- [SUPPLIED PASSAGE]:
━━━━━━━━━━

It's been said that "Necessity is the mother of invention." This could be extended to, "New tube circuits depend on the tubes you have on hand." In my case, it seems that I've accumulated an inordinate number of 6X8 and 6X8A triode-pentode hybrid tubes; although this device is similar to the common 6U8 and 7199 tubes commonly used in audio circuits, the 6X8 has the disadvantage of having both cathodes internally tied together. Perhaps that's why I ended up with so many of them; no-one else could figure out what to do with them either!

I therefore set out to find an application. The target project was a small stereo amplifier for a friend and fellow musician's computer system. I had an ideal enclosure, decided on a simple 6AQ5-based push-pull topology, and found some output transformers from a fellow enthusiast on I had exactly six tube socket positions available; therefore, the preamp and phase splitting functions had to be accomplished using a single tube for each channel.

With a 6U8 or similar tube, the pentode portion could be used as a preamplifier, and the triode as a cathodyne ("concertina") phase splitter. However, the 6X8 with its pesky common cathode precludes such a circuit. Time for some experimenting.

━━━━━━━━━━

- [REQUIRED WORK]:
A) Write down the stretch of the 6X8 amplifier passage from "I therefore set" through "for each channel.", word for word.
B) Pick up the 6X8 amplifier passage after its last sentence and write what comes next.
You won't need the rows for any of this.

- [DATA]:
━━━━━━━━━━

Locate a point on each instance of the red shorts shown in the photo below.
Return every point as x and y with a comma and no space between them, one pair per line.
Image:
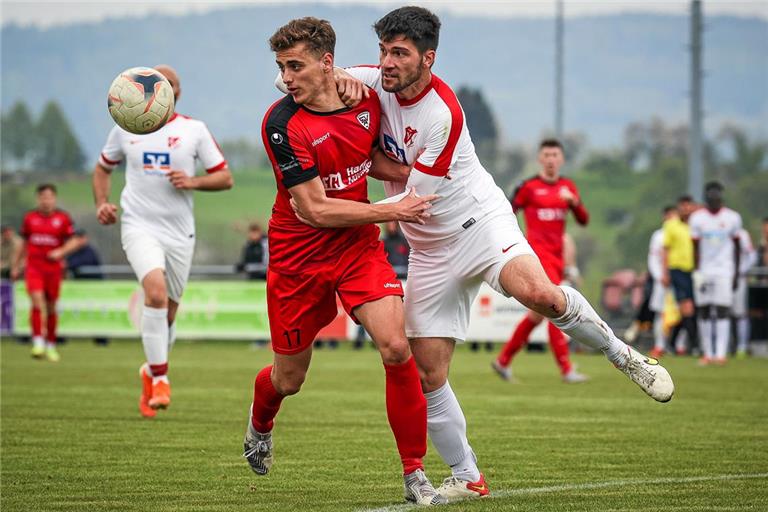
553,266
46,280
301,304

━━━━━━━━━━

- [ANSWERS FOR THE TASKS]:
A)
I therefore set out to find an application. The target project was a small stereo amplifier for a friend and fellow musician's computer system. I had an ideal enclosure, decided on a simple 6AQ5-based push-pull topology, and found some output transformers from a fellow enthusiast on I had exactly six tube socket positions available; therefore, the preamp and phase splitting functions had to be accomplished using a single tube for each channel.

B)
Push-pull output stages require two separate input signals, of approximately equal amplitude but opposite phase. In other words, as the one signal is increasing (becoming more positive), the other one must decrease (become more negative). The out-of-phase signal is therefore simply an inversion, or mirror-image, of the in-phase signal.

Let's have a look at one of the oldest phase splitter designs, a simple amplifier circuit with a rather fancy name: the "Paraphase". This is really nothing more than a low-gain common-cathode amplifier stage; the fancy name comes about from its function, rather than any circuit details per se. The schematic below shows a workable paraphase using the venerable 12AX7 twin triode:

Classic Paraphase
The Classic Paraphase Circuit

The in-phase signal is applied from the plate of the preamplifier, V1A, to the grid of the top output tube, via coupling capacitor C1. The grid resistor to this output tube is split into two sections, R2 and R3, forming a voltage divider (3:1 with the values shown in the schematic). This divided-down voltage is applied to the grid of the paraphase stage, V1B. This stage gets its grid bias from a portion of the cathode resistor, R6.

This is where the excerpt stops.